Given problem – Rescale the stretch of the data below from its start through the line containing "x=482 y=732", both ends included, and write out all of those lines again, requests included. Multiply each coordinate in the answers by 0.9 and round it to a whole number, with halves rounding up.
************
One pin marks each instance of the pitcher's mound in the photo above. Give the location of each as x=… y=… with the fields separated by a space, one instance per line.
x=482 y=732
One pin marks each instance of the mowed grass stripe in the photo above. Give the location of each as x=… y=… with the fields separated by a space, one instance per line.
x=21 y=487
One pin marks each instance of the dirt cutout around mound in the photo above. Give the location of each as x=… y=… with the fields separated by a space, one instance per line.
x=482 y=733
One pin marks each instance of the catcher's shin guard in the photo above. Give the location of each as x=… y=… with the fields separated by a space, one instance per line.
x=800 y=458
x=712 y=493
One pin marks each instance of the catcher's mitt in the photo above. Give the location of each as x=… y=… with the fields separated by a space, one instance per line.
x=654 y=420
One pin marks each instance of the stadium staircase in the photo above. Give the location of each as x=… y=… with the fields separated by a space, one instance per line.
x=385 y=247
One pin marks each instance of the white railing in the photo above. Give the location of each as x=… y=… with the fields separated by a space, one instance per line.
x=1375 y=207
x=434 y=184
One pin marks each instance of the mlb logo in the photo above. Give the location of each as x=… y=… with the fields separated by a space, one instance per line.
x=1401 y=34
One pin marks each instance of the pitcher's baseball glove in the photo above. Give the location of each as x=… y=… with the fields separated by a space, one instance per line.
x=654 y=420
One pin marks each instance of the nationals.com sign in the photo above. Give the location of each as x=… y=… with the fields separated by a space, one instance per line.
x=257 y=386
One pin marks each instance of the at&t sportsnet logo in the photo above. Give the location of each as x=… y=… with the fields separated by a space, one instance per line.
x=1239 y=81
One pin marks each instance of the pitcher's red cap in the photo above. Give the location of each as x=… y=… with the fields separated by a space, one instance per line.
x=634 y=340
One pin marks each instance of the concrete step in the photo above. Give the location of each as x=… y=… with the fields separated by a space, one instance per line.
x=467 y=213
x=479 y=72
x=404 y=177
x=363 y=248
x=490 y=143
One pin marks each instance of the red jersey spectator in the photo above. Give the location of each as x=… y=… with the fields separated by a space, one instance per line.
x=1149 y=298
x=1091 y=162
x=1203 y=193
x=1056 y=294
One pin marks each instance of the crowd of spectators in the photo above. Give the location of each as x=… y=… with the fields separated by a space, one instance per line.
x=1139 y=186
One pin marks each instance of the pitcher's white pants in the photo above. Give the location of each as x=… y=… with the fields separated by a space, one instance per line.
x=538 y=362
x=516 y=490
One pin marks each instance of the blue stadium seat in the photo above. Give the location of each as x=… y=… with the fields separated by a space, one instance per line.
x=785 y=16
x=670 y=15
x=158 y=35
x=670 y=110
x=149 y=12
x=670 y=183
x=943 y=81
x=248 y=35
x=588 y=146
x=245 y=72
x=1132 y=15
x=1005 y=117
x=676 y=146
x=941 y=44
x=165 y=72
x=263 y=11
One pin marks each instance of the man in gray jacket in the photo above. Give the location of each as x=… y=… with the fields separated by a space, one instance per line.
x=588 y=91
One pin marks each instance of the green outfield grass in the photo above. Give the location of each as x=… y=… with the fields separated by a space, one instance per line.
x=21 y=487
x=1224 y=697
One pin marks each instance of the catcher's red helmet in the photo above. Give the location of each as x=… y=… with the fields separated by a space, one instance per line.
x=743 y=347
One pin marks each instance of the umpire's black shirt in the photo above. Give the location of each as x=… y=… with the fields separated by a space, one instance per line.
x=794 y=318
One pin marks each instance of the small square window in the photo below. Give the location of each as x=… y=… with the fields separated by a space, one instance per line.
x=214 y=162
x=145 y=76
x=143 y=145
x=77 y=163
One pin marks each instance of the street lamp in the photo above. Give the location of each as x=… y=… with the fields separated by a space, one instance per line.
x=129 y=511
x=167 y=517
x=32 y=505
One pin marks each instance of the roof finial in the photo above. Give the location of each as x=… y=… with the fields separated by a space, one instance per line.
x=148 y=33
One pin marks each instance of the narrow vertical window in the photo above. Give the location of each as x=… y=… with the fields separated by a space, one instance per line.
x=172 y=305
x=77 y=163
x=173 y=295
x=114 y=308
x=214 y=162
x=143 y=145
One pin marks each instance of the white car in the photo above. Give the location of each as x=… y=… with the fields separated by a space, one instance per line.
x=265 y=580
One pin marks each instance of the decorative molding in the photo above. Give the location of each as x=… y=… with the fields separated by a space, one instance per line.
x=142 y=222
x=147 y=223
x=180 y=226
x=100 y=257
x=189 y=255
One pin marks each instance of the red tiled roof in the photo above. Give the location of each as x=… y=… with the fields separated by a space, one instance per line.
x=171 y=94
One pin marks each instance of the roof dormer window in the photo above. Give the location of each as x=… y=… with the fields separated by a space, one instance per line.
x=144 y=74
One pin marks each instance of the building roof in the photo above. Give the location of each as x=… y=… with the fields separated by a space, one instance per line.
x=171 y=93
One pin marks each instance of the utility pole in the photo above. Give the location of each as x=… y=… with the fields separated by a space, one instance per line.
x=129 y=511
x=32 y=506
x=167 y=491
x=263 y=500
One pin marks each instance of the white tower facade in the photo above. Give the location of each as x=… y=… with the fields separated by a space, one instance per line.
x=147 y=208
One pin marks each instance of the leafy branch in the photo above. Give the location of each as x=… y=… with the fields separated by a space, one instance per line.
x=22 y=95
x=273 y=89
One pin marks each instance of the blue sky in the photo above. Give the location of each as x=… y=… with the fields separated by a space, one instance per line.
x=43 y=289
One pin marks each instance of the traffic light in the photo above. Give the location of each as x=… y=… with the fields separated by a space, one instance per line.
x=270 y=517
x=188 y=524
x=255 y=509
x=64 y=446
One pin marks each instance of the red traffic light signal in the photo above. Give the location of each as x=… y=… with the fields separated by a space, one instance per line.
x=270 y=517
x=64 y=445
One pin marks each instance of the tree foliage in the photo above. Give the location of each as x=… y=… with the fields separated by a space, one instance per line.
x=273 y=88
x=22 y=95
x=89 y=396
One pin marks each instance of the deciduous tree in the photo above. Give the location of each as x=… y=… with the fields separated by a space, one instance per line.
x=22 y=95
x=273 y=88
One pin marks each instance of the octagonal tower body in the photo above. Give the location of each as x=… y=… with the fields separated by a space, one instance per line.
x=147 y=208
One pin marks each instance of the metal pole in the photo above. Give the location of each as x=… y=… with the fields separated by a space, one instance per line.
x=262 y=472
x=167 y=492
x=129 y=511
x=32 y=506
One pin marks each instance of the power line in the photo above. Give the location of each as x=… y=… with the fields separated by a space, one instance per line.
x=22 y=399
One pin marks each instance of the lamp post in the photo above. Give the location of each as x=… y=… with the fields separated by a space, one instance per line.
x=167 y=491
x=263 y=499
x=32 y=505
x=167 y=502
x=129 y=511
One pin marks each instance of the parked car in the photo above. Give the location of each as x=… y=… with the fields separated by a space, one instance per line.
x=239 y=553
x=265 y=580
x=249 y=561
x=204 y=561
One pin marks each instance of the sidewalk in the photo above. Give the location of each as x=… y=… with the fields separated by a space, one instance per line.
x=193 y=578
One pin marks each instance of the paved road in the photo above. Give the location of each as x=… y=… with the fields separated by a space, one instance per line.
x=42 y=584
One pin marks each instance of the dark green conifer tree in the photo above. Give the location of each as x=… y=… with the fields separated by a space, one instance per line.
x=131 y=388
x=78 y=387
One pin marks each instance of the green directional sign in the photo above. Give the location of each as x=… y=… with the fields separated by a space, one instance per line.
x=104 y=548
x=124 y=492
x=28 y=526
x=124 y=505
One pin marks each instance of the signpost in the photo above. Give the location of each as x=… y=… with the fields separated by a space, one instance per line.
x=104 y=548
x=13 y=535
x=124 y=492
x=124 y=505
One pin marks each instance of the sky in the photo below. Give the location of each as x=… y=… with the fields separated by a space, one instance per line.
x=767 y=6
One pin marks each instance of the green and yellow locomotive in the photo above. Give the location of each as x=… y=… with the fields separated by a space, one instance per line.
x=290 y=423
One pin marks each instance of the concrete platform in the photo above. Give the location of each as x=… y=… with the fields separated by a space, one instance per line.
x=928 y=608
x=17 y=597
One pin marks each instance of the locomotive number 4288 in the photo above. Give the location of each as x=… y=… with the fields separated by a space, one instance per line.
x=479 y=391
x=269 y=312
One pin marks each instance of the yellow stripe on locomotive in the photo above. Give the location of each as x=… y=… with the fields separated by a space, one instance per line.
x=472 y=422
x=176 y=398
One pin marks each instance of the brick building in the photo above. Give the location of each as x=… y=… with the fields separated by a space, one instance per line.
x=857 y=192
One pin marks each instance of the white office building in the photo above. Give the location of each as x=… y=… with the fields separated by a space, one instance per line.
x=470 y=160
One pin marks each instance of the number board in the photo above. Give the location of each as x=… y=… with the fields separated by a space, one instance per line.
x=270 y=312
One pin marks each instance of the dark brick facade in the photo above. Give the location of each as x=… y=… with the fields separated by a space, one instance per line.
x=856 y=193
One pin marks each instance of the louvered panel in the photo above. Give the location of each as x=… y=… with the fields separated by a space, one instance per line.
************
Response below –
One pin marks each instance of the pitcher's mound in the photo above. Give the location of each as x=… y=… with the fields separated by a space, one instance per line.
x=434 y=659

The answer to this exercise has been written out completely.